▶ Task instructions
Everything from the opening line of the records below up to and including the line containing "[locate] the peeling" should be retyped exactly, minus the pictures.

▶ Input

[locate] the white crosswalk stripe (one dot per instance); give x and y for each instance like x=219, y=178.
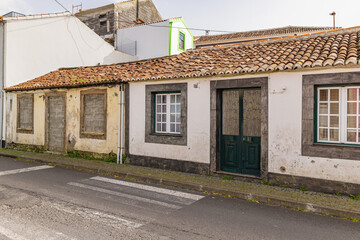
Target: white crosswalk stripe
x=150, y=188
x=124, y=195
x=137, y=195
x=23, y=170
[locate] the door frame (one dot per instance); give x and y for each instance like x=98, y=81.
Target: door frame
x=216, y=88
x=47, y=95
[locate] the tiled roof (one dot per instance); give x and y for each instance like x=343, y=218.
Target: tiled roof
x=289, y=30
x=325, y=49
x=141, y=24
x=38, y=16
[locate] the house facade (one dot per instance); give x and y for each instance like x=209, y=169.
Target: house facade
x=42, y=43
x=107, y=19
x=158, y=39
x=285, y=111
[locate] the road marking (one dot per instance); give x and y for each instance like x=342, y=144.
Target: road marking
x=10, y=234
x=22, y=170
x=141, y=199
x=85, y=212
x=150, y=188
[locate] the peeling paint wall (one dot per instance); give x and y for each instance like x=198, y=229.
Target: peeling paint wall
x=72, y=121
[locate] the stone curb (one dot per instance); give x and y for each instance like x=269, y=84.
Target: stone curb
x=272, y=201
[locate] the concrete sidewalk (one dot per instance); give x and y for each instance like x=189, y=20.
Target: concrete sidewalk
x=340, y=206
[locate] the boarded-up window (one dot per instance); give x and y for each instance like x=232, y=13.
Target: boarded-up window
x=93, y=114
x=252, y=112
x=231, y=110
x=25, y=113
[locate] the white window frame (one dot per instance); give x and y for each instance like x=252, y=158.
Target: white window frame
x=343, y=116
x=168, y=113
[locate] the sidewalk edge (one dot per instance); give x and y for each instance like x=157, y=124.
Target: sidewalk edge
x=306, y=207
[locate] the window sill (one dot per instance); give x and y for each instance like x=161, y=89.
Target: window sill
x=25, y=130
x=100, y=136
x=166, y=134
x=336, y=145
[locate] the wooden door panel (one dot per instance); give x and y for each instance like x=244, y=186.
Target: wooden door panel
x=56, y=123
x=240, y=131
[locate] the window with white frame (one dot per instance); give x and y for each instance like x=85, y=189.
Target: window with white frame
x=168, y=113
x=338, y=114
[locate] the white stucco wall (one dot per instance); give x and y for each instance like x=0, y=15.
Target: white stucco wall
x=285, y=111
x=144, y=41
x=178, y=26
x=37, y=46
x=285, y=114
x=198, y=141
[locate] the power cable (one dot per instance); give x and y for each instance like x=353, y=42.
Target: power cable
x=62, y=5
x=150, y=24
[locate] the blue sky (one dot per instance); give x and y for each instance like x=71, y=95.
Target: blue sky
x=227, y=15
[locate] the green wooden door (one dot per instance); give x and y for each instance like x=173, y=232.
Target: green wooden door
x=240, y=131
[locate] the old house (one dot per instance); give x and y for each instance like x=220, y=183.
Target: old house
x=157, y=39
x=284, y=111
x=107, y=19
x=255, y=35
x=39, y=44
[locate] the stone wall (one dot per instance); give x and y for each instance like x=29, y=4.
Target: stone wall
x=107, y=19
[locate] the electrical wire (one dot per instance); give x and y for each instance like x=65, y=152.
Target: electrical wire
x=150, y=24
x=61, y=5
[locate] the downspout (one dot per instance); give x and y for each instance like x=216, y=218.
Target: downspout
x=2, y=85
x=121, y=126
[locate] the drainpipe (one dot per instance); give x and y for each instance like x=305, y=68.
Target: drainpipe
x=2, y=86
x=121, y=126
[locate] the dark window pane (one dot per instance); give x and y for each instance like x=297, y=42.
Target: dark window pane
x=351, y=136
x=351, y=122
x=352, y=94
x=334, y=95
x=323, y=108
x=323, y=95
x=334, y=121
x=178, y=129
x=351, y=108
x=323, y=121
x=334, y=108
x=172, y=127
x=323, y=134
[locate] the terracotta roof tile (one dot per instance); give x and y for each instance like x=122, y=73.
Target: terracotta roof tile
x=337, y=48
x=257, y=34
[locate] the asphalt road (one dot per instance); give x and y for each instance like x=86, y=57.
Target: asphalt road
x=44, y=202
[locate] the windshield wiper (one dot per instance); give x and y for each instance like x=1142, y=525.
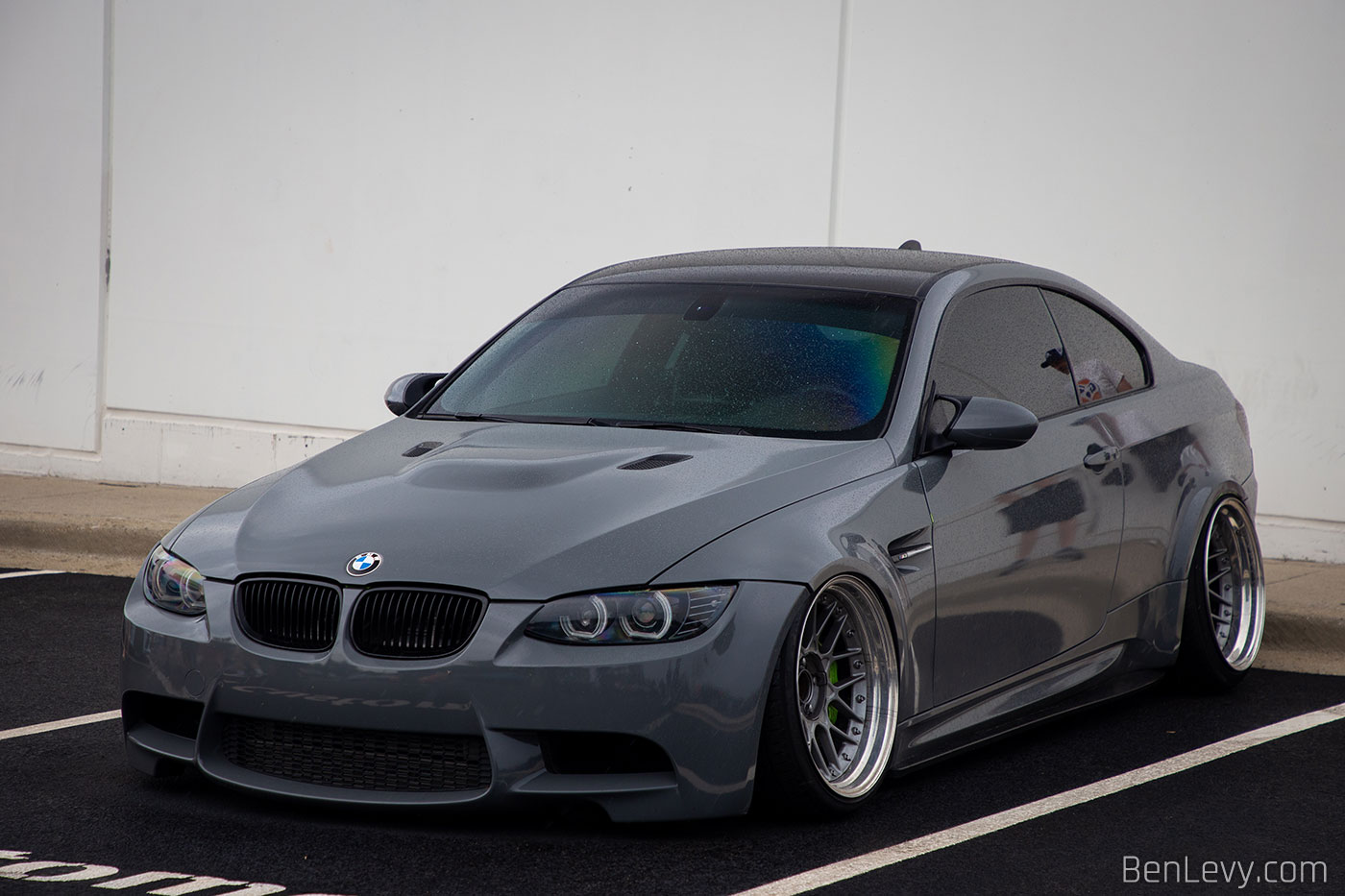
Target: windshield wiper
x=470, y=416
x=645, y=424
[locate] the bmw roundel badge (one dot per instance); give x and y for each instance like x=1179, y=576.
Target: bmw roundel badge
x=363, y=564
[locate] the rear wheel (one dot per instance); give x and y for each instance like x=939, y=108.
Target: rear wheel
x=831, y=711
x=1226, y=600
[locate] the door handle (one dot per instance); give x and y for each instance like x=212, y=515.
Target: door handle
x=1099, y=459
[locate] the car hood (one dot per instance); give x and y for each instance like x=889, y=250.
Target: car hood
x=521, y=512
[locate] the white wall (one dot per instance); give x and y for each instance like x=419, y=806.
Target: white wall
x=1184, y=159
x=51, y=148
x=313, y=197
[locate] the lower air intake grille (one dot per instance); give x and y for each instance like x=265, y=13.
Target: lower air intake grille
x=285, y=613
x=403, y=623
x=356, y=759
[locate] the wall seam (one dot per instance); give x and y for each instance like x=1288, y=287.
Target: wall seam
x=104, y=227
x=838, y=123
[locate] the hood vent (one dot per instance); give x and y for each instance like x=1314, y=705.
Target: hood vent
x=423, y=448
x=652, y=462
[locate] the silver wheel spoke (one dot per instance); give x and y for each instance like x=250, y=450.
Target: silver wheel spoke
x=849, y=724
x=1235, y=586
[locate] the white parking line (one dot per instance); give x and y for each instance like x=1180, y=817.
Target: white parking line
x=60, y=724
x=990, y=824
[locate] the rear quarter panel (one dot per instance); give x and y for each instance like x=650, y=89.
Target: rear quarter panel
x=1183, y=449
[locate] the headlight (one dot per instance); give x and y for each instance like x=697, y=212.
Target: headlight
x=631, y=617
x=174, y=584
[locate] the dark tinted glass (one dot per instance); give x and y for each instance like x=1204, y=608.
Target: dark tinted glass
x=992, y=343
x=1102, y=358
x=777, y=361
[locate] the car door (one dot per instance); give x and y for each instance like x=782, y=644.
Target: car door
x=1025, y=540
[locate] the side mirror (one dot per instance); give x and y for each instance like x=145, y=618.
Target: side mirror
x=989, y=423
x=406, y=390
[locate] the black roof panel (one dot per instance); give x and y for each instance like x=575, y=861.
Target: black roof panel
x=896, y=271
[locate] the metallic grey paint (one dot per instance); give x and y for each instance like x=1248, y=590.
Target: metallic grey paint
x=525, y=513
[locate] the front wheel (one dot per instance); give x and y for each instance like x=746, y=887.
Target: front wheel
x=831, y=711
x=1226, y=600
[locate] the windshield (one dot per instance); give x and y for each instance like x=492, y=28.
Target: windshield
x=777, y=361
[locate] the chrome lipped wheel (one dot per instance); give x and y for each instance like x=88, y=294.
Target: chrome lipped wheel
x=1235, y=584
x=846, y=687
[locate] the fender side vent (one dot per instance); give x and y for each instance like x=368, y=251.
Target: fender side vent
x=652, y=462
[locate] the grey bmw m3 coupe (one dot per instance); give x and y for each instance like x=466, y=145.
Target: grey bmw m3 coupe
x=709, y=529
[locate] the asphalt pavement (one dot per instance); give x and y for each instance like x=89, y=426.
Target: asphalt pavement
x=77, y=815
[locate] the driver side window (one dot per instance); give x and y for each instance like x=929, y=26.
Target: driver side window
x=994, y=343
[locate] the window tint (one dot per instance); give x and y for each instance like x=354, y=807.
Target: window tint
x=1102, y=358
x=773, y=359
x=994, y=343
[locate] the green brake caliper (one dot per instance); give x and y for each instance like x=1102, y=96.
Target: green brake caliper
x=833, y=675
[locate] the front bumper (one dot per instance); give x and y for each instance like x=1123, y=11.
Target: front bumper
x=699, y=701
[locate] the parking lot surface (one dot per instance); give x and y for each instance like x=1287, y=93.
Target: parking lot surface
x=76, y=818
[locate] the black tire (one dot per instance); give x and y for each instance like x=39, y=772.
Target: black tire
x=809, y=695
x=1226, y=600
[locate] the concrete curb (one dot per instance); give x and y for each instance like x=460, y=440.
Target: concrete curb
x=130, y=541
x=123, y=545
x=1302, y=633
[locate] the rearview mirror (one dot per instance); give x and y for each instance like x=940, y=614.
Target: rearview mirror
x=989, y=423
x=406, y=390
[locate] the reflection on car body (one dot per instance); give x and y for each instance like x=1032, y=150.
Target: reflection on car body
x=710, y=529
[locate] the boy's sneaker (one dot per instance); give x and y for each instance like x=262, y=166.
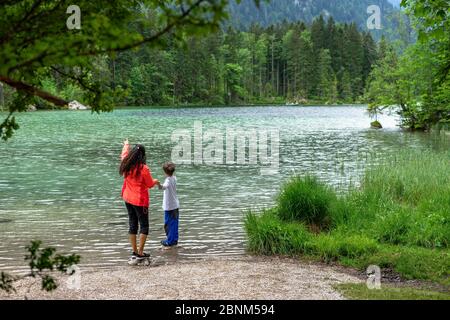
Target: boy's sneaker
x=136, y=258
x=143, y=256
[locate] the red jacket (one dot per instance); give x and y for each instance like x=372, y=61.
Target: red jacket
x=135, y=187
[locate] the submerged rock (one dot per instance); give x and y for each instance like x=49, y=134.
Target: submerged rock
x=75, y=105
x=376, y=125
x=31, y=108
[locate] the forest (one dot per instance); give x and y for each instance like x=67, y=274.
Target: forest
x=323, y=62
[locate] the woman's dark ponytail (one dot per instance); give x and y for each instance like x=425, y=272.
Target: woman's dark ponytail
x=135, y=159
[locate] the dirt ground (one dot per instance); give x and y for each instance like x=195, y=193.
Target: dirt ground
x=247, y=277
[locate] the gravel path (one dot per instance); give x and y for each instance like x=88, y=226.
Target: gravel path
x=243, y=278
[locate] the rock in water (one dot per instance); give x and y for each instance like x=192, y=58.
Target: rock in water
x=75, y=105
x=31, y=108
x=376, y=125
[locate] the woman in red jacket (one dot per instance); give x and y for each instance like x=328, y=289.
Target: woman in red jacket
x=137, y=181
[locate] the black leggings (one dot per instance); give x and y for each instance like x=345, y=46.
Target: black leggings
x=137, y=215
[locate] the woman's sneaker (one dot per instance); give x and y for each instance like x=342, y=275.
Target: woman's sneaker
x=139, y=259
x=133, y=260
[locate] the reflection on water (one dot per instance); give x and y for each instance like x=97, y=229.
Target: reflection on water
x=59, y=180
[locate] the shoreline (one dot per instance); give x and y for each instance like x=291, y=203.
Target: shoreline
x=248, y=277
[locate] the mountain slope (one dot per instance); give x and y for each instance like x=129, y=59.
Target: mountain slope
x=277, y=11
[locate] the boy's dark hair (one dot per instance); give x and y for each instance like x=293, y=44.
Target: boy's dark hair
x=169, y=168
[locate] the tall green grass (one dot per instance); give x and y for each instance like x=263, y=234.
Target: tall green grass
x=398, y=218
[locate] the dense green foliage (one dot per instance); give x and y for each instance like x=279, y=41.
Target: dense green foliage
x=417, y=84
x=307, y=200
x=399, y=218
x=42, y=262
x=324, y=62
x=395, y=24
x=35, y=43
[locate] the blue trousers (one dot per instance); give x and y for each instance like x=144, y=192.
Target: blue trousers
x=171, y=219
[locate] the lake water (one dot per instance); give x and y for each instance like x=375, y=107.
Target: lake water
x=59, y=181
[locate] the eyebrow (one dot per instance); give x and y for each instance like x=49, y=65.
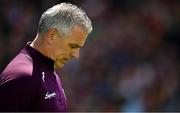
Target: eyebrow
x=75, y=45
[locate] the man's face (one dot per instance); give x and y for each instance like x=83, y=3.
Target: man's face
x=66, y=48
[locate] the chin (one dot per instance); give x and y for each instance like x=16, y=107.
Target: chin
x=58, y=66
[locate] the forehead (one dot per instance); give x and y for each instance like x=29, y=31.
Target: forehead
x=78, y=36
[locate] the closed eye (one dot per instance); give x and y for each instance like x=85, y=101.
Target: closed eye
x=75, y=46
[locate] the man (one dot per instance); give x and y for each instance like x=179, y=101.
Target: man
x=29, y=82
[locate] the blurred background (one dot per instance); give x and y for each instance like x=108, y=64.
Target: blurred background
x=130, y=62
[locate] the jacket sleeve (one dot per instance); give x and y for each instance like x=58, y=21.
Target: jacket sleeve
x=17, y=94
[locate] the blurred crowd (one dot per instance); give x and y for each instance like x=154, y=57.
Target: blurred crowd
x=130, y=62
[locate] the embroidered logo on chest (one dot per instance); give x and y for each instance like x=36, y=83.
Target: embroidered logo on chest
x=50, y=95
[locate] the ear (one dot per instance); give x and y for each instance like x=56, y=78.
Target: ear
x=51, y=35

▶ Problem solution
[locate] the white crosswalk stripe (one dot per instance); give x and y for each instance like x=219, y=178.
Target: white crosswalk stripe
x=150, y=188
x=124, y=195
x=137, y=195
x=23, y=170
[locate] the door frame (one dot per instance); give x and y for each instance like x=98, y=81.
Target: door frame
x=216, y=88
x=47, y=95
[locate] the tiled roof (one dot per instance); give x and y for each instance like x=343, y=218.
Target: tiled roof
x=289, y=30
x=325, y=49
x=141, y=24
x=38, y=16
[locate] the house facade (one dot per instance); give x and y for each instance like x=209, y=169.
Target: house facade
x=42, y=43
x=107, y=19
x=158, y=39
x=285, y=111
[locate] the road marking (one dot per instance); give x and y for each instance like x=342, y=144.
Target: road marking
x=10, y=234
x=22, y=170
x=141, y=199
x=85, y=212
x=150, y=188
[locate] the peeling paint wall (one dot per instance); give x and y for each instance like x=198, y=229.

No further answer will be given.